WORK INSTRUCTIONS:
What is needed is an exact copy of the records below, with the pictures left out.

*** Opening of LISTED ENTRIES ***

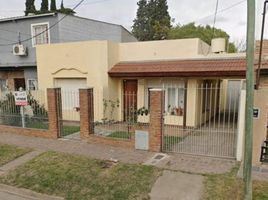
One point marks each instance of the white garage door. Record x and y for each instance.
(71, 84)
(70, 96)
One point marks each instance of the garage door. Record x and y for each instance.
(71, 84)
(70, 96)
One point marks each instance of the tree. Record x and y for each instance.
(53, 7)
(140, 27)
(152, 21)
(205, 33)
(159, 19)
(30, 7)
(44, 6)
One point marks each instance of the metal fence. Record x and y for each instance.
(206, 124)
(34, 115)
(118, 118)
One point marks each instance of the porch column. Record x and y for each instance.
(54, 111)
(86, 100)
(156, 119)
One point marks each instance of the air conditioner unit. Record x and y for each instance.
(19, 50)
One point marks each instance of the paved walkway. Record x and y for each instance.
(12, 193)
(192, 164)
(177, 185)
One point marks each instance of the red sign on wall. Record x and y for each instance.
(21, 98)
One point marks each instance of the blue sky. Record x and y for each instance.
(123, 12)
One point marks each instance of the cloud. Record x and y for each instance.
(124, 11)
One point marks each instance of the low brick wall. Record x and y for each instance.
(28, 132)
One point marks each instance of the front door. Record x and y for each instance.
(130, 99)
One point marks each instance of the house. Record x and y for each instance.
(115, 69)
(21, 35)
(202, 88)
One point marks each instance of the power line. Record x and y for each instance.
(220, 11)
(70, 5)
(25, 40)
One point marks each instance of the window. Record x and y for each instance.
(40, 34)
(175, 101)
(32, 84)
(3, 85)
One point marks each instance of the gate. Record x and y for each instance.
(70, 114)
(203, 121)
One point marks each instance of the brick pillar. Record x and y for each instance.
(86, 112)
(54, 111)
(156, 119)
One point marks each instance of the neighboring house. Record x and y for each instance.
(18, 63)
(181, 67)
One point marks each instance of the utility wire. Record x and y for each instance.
(25, 40)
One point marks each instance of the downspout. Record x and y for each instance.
(185, 103)
(261, 44)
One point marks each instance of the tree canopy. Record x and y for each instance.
(30, 8)
(152, 21)
(205, 33)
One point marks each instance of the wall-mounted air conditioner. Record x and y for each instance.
(19, 50)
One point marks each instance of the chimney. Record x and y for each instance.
(218, 45)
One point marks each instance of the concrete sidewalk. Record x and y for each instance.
(177, 162)
(12, 193)
(177, 185)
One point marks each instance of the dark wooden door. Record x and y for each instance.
(130, 99)
(19, 83)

*** Close of LISTED ENTRIES ***

RESULT FOR THIS EXERCISE:
One point marks each instance of the white garage door. Record x and y for each instance.
(71, 84)
(70, 96)
One point marks each instance of the garage door. Record x and y for each instance.
(71, 84)
(70, 96)
One point marks each instance of the tree. Record x and y for each instance.
(53, 7)
(140, 27)
(152, 21)
(205, 33)
(159, 19)
(30, 7)
(44, 6)
One point marks each instance of the metal fence. Record x and y for each instance.
(206, 124)
(34, 115)
(118, 118)
One point marks each instance of the porch column. Record x and y for each instance.
(54, 111)
(86, 100)
(156, 119)
One point marks each instance of the air conditioner unit. Record x and y for each instance.
(19, 50)
One point marks each instance of the paved walkway. Record x and y for each instance.
(12, 193)
(192, 164)
(177, 185)
One point marks each instance of the red sign on wall. Record x and y for each instance.
(21, 98)
One point marks each instance of the blue sky. Record x and y for each instance.
(123, 12)
One point marks each instance of the cloud. Record x and y for each instance.
(124, 11)
One point marks each instance of the low brick wall. Record x and y for each instance.
(28, 132)
One point marks each instance of the front door. Record x and y for each instance.
(130, 99)
One point marks each instance of the house. Record x and y for each instance.
(115, 69)
(21, 35)
(202, 88)
One point marks each instance of the power line. Record x and y for each instance.
(220, 11)
(70, 5)
(25, 40)
One point marks each instance of the window. Record x and y for each instance.
(40, 34)
(175, 101)
(32, 84)
(3, 85)
One point marks each instance of the gate. Record x and y for each instance.
(70, 114)
(203, 121)
One point marks each instance of the brick pillar. Record x and y for each instance.
(86, 112)
(54, 111)
(156, 119)
One point marks each instance of the neighboring house. Record x and y for each instance.
(18, 63)
(181, 67)
One point marks each instance of the utility wire. Record x and y for each instance.
(25, 40)
One point marks each instance of the downspout. Record x and y for each instance.
(185, 103)
(261, 44)
One point marks each instance of the tree canopy. Record x and y for each instance.
(30, 8)
(152, 21)
(205, 33)
One point marks each instance of the wall-mounted air conditioner. Record x and y for each instance.
(19, 50)
One point marks each instance of the chimney. Record x and y for each instance.
(218, 45)
One point marks each instance of the concrete sidewalk. Record x and y for each instance.
(177, 162)
(12, 193)
(177, 185)
One point marks each instance of the dark wooden door. Record x and y for each instance.
(130, 99)
(19, 83)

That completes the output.